** Start GIVEN TEXT **

However, Croatian police said none of its officers escorting the train had been disarmed or arrested.
"There was no disarming or arrests. It is not true. There was an agreement about the escort between the police officers from the two sides in advance," police spokeswoman Jelena Bikic told Reuters news agency.
The police said that 36 officers returned to Croatia in the evening.
Earlier on Friday, Croatia had given warning that it will close all border crossings in a bid to bar refugees from entering after about 13,000 crossed into the country over the last three days.
The Balkan nation has already closed seven out of eight of its border crossings with Serbia.
Croatia has also blocked refugees - most of whom had fled conflict in Syria and Iraq - from leaving for Slovenia en route to western European countries, such as Germany, leaving many of them stranded along the border.
"Up until now, we have registered 13,000 migrants on Croatian territory," Ranko Ostojic, the Croatian interior minister, said on Friday.
"This figure means that our capacities to take in more are saturated."
Serbian officials, fearing that the closures would confine too many refugees inside their country, protested against Croatia's move.
Aleksandar Vulin, Serbia's social affairs minister, said Serbia will take Croatia to international courts if the border crossings remain closed, arguing that it should have been prepared for the influx.
"We will not pay the price of someone else's incapability," Vulin said. "I am sorry to see that Croatian humanity and solidarity lasted just two days."
However, despite the border closures, many continued entering Croatia through cornfields.
Women carrying children and people in wheelchairs were among the thousands rushing in the heat in hopes of finding refuge.

** End GIVEN TEXT **

WRITTEN TASK A:
How many lines in the rows contain the string "neck"? Reply with the number alone.
The rows have nothing to do with the report on Croatia's border closures.

** Start EXTRACTED DATA **

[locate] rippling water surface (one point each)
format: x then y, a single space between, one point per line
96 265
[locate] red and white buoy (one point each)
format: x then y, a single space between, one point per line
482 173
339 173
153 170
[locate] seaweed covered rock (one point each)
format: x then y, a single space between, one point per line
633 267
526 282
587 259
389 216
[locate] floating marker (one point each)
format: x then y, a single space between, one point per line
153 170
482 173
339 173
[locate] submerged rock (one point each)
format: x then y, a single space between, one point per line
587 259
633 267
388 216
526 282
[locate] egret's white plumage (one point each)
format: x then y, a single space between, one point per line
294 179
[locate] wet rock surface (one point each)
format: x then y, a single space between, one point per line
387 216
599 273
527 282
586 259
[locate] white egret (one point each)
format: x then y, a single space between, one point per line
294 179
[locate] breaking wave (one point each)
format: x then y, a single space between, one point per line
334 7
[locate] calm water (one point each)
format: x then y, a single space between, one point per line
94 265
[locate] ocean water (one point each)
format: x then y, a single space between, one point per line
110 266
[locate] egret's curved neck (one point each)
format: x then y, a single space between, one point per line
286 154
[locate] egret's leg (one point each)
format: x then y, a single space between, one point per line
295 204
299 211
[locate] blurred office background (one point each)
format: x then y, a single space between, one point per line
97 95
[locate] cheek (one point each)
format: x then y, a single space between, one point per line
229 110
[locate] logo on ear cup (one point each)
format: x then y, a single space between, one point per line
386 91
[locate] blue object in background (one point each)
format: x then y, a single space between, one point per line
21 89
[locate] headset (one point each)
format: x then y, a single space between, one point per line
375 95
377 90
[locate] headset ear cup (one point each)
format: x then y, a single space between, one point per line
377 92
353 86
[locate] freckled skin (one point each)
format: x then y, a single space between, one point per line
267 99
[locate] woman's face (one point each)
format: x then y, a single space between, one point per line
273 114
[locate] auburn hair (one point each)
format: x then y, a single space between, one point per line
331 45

** End EXTRACTED DATA **
** Start EXTRACTED DATA **

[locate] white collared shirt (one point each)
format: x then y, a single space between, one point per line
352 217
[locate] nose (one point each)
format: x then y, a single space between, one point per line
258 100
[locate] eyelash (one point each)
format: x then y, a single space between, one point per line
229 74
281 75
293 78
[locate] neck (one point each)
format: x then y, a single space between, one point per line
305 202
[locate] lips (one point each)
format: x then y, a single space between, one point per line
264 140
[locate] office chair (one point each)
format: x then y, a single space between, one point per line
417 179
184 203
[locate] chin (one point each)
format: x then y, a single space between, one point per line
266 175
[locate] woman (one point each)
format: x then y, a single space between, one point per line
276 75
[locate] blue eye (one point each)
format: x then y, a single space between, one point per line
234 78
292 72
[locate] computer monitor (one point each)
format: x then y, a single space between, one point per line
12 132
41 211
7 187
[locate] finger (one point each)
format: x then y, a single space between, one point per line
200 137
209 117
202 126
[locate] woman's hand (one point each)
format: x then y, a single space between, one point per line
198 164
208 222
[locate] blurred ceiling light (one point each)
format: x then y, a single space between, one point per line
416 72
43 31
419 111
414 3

** End EXTRACTED DATA **
** Start EXTRACTED DATA **

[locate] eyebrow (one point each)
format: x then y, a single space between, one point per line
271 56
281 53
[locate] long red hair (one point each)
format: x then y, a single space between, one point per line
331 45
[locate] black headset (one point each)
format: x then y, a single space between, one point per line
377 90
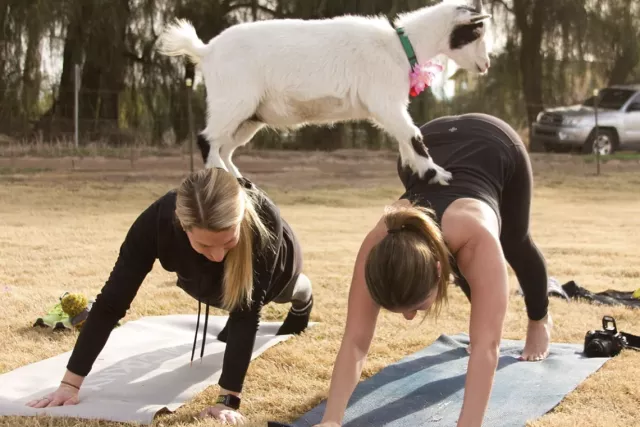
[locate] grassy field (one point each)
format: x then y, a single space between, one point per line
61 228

** End EXTRACTED DATA **

WRITTEN TASK B:
Does each statement agree with the report on Croatia's border closures? Answer yes or no for each, and quote the words from the report that decide it. (i) Croatian police said 36 officers returned to Croatia in the evening. (ii) Croatia had closed all eight of its border crossings with Serbia. (iii) Aleksandar Vulin is Serbia's interior minister.

EXERCISE RESPONSE A:
2

EXERCISE RESPONSE B:
(i) Yes: "The police said that 36 officers returned to Croatia in the evening."
(ii) No: "The Balkan nation has already closed seven out of eight of its border crossings with Serbia."
(iii) No: "Aleksandar Vulin, Serbia's social affairs minister"